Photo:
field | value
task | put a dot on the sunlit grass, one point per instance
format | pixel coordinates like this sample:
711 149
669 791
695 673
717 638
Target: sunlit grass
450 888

————————

:: What is needed ::
The answer consists only of the lines from the one containing "format | pixel" to the end of the records, each written out exactly.

:: Answer below ::
format | pixel coordinates like this sample:
711 149
669 791
695 673
717 638
Target: sunlit grass
450 888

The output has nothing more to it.